**Instructions for the task:** When the word "dark" appears in a line of the data below, list that line.

**Data:**
== == ==

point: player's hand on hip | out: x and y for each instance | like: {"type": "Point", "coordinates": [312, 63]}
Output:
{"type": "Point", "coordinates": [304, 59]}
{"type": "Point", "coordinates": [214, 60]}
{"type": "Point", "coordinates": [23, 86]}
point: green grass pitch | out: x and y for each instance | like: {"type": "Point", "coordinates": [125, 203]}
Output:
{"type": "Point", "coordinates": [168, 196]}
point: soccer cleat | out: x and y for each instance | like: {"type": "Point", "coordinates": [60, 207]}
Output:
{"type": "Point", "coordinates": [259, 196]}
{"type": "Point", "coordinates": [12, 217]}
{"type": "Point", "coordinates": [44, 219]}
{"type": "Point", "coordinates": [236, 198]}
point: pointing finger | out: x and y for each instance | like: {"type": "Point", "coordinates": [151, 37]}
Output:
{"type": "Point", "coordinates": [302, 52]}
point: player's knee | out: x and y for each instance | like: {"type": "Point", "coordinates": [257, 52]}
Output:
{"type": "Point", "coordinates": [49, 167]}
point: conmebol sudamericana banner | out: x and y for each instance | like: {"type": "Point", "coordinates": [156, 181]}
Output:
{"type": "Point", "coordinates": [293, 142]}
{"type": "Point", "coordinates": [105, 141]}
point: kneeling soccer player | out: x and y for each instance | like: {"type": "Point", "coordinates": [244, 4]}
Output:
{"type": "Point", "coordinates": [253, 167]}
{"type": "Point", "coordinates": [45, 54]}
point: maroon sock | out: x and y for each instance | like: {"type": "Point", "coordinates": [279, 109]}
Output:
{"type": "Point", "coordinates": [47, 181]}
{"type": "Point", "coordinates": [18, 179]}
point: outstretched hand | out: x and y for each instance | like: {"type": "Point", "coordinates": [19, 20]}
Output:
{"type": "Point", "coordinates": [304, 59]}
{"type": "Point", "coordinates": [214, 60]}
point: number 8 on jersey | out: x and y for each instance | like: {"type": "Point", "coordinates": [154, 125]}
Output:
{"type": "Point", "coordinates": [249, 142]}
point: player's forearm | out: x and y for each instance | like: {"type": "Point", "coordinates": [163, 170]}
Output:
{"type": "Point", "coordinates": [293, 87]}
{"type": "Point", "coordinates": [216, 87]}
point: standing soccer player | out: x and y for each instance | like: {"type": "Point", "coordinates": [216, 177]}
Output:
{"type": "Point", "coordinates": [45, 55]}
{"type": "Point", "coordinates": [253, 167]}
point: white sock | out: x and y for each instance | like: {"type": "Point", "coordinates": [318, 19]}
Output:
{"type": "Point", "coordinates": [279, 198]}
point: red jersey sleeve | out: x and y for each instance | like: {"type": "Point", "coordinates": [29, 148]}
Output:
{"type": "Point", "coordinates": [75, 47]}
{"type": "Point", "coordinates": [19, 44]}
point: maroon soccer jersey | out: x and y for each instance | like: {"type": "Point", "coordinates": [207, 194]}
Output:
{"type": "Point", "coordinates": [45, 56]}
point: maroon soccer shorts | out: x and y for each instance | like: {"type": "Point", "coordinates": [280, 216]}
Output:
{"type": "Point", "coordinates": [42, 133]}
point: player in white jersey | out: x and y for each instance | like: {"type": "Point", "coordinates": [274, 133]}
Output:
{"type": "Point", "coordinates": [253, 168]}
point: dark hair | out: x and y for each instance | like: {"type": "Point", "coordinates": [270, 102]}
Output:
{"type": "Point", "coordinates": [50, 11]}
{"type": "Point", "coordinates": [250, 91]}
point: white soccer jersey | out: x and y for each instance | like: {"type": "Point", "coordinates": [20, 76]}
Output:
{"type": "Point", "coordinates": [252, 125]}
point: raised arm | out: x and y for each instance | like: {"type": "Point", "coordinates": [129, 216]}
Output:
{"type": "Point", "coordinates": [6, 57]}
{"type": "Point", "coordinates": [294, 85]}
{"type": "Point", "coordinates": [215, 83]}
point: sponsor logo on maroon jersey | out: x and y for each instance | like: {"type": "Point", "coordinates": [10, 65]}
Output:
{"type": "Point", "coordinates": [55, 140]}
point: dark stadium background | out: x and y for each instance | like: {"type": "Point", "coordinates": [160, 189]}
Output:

== == ==

**Exercise result:**
point: dark hair | out: x and y for each instance | like: {"type": "Point", "coordinates": [270, 102]}
point: dark stadium background | out: x and y for each instance | like: {"type": "Point", "coordinates": [160, 189]}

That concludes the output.